▶ [EXTRAIT DU TEXTE]
^^^^^^^^

Une ville dévastée et meurtrie
Alors que les habitants regagnent leurs quartiers, les services de secours ont annoncé avoir récupéré les corps de plus de 80 martyrs dans plusieurs zones du territoire, dont plus de 70 dans la seule ville de Ghaza. Les autorités locales estiment que des centaines d’autres victimes restent encore sous les décombres ou dans les rues bombardées.
Le bureau d’information du gouvernement de Ghaza a évalué les pertes économiques et matérielles initiales à plus de 70 milliards de dollars, touchant les infrastructures vitales : hôpitaux, écoles, réseaux d’eau et d’électricité. « Le niveau de destruction dépasse tout ce que nous avons connu », a déclaré un ingénieur municipal. « Les zones entières de Ghaza sont devenues méconnaissables. » Un responsable de l’ONU a annoncé que de vastes livraisons d’aide humanitaire débuteront dimanche, afin d’approvisionner les populations dans les zones récemment évacuées. Des milliers de tonnes de vivres, de médicaments et d’équipements médicaux seraient prêtes à entrer dans la bande de Ghaza, bloquées depuis plusieurs semaines aux postes frontaliers. Cependant, les habitants redoutent que le blocus persiste sous d’autres formes. Les forces sionistes interdisent toujours l’accès à certaines zones : les villes de Beit Hanoun et Beit Lahia au nord, Rafah au sud, ainsi que l’ensemble du littoral restent fermés.
Pressions et calculs internationaux
À Washington, les responsables américains ont confirmé l’envoi de 200 militaires pour « superviser » l’application du cessez-le-feu et la mise en place d’un centre de coordination civilo-militaire. Le président Trump, quant à lui, prévoit de tenir un sommet international sur Ghaza lors de sa visite en Égypte la semaine prochaine. Selon la chaîne publique israélienne, sa halte en Israël sera écourtée à six heures seulement, signe de tensions persistantes.
Sur la scène européenne, Londres, Paris et Berlin ont appelé le Conseil de sécurité de l’ONU à soutenir pleinement le plan américain. Une position qui, pour nombre d’observateurs, reflète davantage une volonté d’appuyer Washington que de répondre aux aspirations palestiniennes à la paix et à la reconstruction. Le calme précaire qui plane sur Ghaza n’efface ni les ruines ni les deuils. Le retour des déplacés s’apparente moins à une libération qu’à un acte de résistance — celui de reprendre pied sur une terre exsangue, mais toujours habitée par la volonté de vivre. Les jours à venir diront si ce cessez-le-feu marque enfin la fin d’une guerre d’anéantissement ou seulement la pause d’un cycle tragique encore inachevé.

^^^^^^^^

▶ [CONSIGNE] Recopiez tout le passage de l'article sur Ghaza qui s'étend de « Pressions et calculs » jusqu'à « de tensions persistantes. ». Ces données n'ont aucun rôle dans cet exercice.

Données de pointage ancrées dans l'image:
^^^^^^^^

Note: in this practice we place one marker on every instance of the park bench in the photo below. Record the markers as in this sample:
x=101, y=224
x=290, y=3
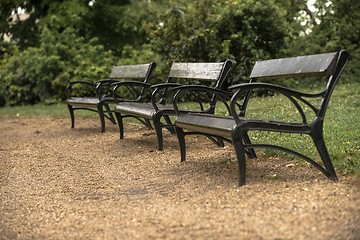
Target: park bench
x=97, y=96
x=237, y=126
x=159, y=108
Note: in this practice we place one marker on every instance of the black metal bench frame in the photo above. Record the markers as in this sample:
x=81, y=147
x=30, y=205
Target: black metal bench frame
x=159, y=109
x=235, y=127
x=102, y=97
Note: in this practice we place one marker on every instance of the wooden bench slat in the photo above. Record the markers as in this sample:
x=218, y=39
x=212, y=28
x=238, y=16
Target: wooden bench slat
x=130, y=71
x=206, y=71
x=311, y=65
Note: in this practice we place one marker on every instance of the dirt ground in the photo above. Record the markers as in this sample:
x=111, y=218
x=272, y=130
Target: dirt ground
x=63, y=183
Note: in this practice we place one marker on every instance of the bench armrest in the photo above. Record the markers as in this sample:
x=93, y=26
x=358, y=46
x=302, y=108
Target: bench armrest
x=294, y=96
x=201, y=95
x=79, y=82
x=136, y=89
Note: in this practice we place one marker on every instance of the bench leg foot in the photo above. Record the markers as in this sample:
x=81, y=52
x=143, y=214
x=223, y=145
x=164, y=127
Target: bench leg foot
x=72, y=117
x=324, y=154
x=250, y=151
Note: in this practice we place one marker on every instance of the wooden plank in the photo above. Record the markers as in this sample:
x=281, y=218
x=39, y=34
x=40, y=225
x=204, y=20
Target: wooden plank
x=319, y=64
x=130, y=71
x=205, y=71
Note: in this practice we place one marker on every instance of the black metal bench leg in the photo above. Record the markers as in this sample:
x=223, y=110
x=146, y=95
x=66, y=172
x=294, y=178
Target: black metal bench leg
x=148, y=124
x=119, y=119
x=168, y=121
x=324, y=154
x=181, y=138
x=158, y=129
x=102, y=117
x=71, y=111
x=111, y=116
x=250, y=151
x=240, y=154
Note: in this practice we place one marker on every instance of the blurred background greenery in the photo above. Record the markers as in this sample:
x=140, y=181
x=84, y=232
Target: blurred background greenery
x=48, y=43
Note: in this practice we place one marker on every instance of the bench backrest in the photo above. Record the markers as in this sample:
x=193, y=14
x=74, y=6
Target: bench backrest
x=328, y=65
x=137, y=71
x=216, y=71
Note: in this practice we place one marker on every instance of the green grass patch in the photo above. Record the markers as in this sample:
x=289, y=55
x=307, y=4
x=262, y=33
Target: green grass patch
x=341, y=129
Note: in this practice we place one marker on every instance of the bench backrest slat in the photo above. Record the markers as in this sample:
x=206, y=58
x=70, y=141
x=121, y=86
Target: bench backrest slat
x=204, y=71
x=130, y=71
x=311, y=65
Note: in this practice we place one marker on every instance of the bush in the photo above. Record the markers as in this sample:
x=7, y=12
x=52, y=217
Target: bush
x=40, y=74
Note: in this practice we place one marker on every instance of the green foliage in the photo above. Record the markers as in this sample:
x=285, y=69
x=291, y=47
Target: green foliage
x=210, y=30
x=40, y=74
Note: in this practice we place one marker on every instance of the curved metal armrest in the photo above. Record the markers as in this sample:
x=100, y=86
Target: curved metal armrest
x=293, y=95
x=107, y=81
x=134, y=83
x=165, y=85
x=130, y=85
x=221, y=95
x=251, y=86
x=70, y=84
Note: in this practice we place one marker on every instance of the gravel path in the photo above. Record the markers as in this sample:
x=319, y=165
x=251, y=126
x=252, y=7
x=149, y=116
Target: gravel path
x=62, y=183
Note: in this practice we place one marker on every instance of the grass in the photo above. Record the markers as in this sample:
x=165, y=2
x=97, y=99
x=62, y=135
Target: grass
x=341, y=129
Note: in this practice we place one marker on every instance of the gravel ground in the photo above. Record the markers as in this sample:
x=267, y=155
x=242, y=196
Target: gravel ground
x=63, y=183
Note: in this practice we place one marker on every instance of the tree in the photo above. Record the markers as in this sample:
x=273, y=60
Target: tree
x=212, y=30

^^^^^^^^

▶ [RÉPONSE RÉDIGÉE]
Pressions et calculs internationaux
À Washington, les responsables américains ont confirmé l’envoi de 200 militaires pour « superviser » l’application du cessez-le-feu et la mise en place d’un centre de coordination civilo-militaire. Le président Trump, quant à lui, prévoit de tenir un sommet international sur Ghaza lors de sa visite en Égypte la semaine prochaine. Selon la chaîne publique israélienne, sa halte en Israël sera écourtée à six heures seulement, signe de tensions persistantes.